··· BLOCO DE TEXTO ···

Será que a mesma ideia poderia ser estendida para os casos de agressões em famílias violentas? Resolvi abdicar da cama para escrever porque parece haver alguma inconsistência entre o senso comum e o que Jesus ensina sobre esse assunto. Em alguns casos, profissionais da saúde mental, líderes espirituais e igrejas se omitem simplesmente porque aconselhar aquilo que Cristo pregou não parece mais ser nem política nem terapeuticamente correto! Também pode parecer machista (em outros casos, feminista…). Mais fácil então é se unir ao senso comum e fugir do ridículo.
Mas, vejamos, que conselho você daria para alguém que afirma estar sofrendo algum tipo de abuso físico em seu casamento, por exemplo? É claro que esse assunto é muito complicado, não existem respostas prontas para todos os casos, e o risco de se “pisar no tomate” é grande! Mas tenho percebido que na maioria das vezes a parte agredida é estimulada ou a separar-se ou a logo romper com o silencio procurando órgãos públicos como forma de resolver a questão.
O problema é que, em lugar de recomendar a separação por esse motivo, Deus deixa muito claro que “aquilo que Deus ajuntou, não o separe o homem” (Mt 19:6). Na continuação desse texto, Jesus afirma que a única razão em que Deus admite uma separação e um novo casamento é “por causa de relações sexuais ilícitas”, ou seja, fora do casamento (Mt 19:9), e ainda assim, “por causa da dureza do vosso coração” (v. 8). Apesar de o texto deixar claro que Deus não considera a violência física como uma razão válida para a separação e um novo casamento, alguns cristãos andam flertando com essa possibilidade.

···

§ **TAREFAS PROPOSTAS**:
1. Extraia, sem alterações, do texto sobre violência no casamento o trecho iniciado pelas palavras que contêm "Mas, vejamos, que" e concluído por "resolver a questão.".
2. Responda com base no texto sobre violência no casamento:
(a) A que, na maioria das vezes, a parte agredida é estimulada?
(b) Que referência bíblica acompanha a frase "aquilo que Deus ajuntou, não o separe o homem"?
(c) Qual é a única razão em que, segundo Jesus, Deus admite uma separação e um novo casamento?
3. Prossiga a redação do texto sobre violência no casamento a partir do ponto em que ele termina.
Os itens constituem material à parte, independente do texto sobre violência no casamento.

··· ITENS FORNECIDOS ···

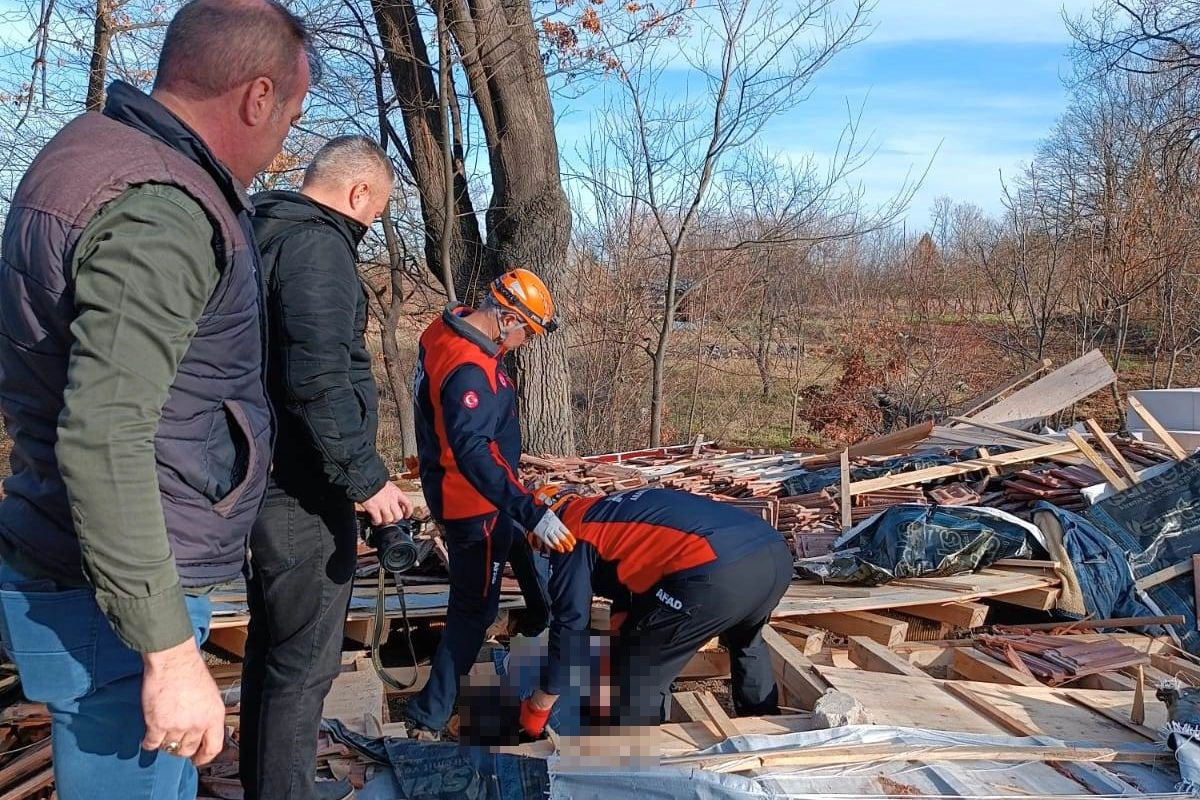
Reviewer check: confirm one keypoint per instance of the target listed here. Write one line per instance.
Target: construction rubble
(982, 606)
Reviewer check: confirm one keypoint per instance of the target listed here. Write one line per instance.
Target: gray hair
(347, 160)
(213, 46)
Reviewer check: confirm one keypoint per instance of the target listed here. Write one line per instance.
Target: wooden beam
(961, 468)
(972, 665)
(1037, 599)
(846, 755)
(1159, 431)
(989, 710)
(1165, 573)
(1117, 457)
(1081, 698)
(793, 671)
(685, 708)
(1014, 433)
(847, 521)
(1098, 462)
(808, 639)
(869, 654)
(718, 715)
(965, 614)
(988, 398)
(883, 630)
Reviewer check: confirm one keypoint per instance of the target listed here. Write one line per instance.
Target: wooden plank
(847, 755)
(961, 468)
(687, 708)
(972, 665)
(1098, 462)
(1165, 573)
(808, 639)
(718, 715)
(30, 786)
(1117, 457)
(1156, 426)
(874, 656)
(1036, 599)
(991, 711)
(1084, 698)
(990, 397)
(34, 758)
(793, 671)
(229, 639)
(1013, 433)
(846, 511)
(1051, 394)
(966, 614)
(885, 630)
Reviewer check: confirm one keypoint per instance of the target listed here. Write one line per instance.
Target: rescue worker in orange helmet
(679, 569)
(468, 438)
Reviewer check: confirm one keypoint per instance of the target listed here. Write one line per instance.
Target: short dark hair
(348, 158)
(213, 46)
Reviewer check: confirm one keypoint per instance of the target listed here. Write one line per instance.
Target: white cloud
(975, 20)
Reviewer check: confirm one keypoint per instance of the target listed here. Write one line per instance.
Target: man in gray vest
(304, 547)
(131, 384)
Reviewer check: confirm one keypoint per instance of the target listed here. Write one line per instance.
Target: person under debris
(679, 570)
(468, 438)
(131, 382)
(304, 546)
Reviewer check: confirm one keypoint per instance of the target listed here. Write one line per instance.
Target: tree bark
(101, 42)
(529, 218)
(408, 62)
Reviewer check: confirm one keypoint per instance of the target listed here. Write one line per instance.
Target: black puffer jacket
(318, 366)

···

§ **RESULTADOS DO EXERCÍCIO**:
1.
Mas, vejamos, que conselho você daria para alguém que afirma estar sofrendo algum tipo de abuso físico em seu casamento, por exemplo? É claro que esse assunto é muito complicado, não existem respostas prontas para todos os casos, e o risco de se “pisar no tomate” é grande! Mas tenho percebido que na maioria das vezes a parte agredida é estimulada ou a separar-se ou a logo romper com o silencio procurando órgãos públicos como forma de resolver a questão.

2.
(a) A separar-se ou a logo romper com o silêncio, procurando órgãos públicos como forma de resolver a questão.
(b) Mt 19:6.
(c) Relações sexuais ilícitas, ou seja, fora do casamento.

3.
“Tudo bem. Se não devo me separar, será que Deus deseja que eu passe toda a vida sofrendo?” Claro que esse nunca foi o desejo de Deus. O problema é que estamos todos diante de um elemento que não estava no projeto original de Deus, a entrada do pecado no mundo, e, por essa causa, o próprio Filho de Deus teve que sofrer, sobre o que vamos falar mais adiante. Mas ainda acerca de romper com o silencio, tenho verificado que em alguns casos essa possibilidade acaba se tornando uma forma de chantagem: “Se você me agride, eu conto…” Isso pode até mascarar por algum tempo, mas não resolve o problema interior, que é do coração. Durante uma séria briga do casal, a mulher desafia: “Encoste a mão em mim, se você for homem… Você não é homem para fazer isso… Você sempre foi fraco, nunca valeu nada…” Ele não resiste à provocação e encosta a mão… com força, e o caso vai parar na Delegacia da Mulher – mesmo ambos sendo crentes! Quem dera esse fosse um caso isolado.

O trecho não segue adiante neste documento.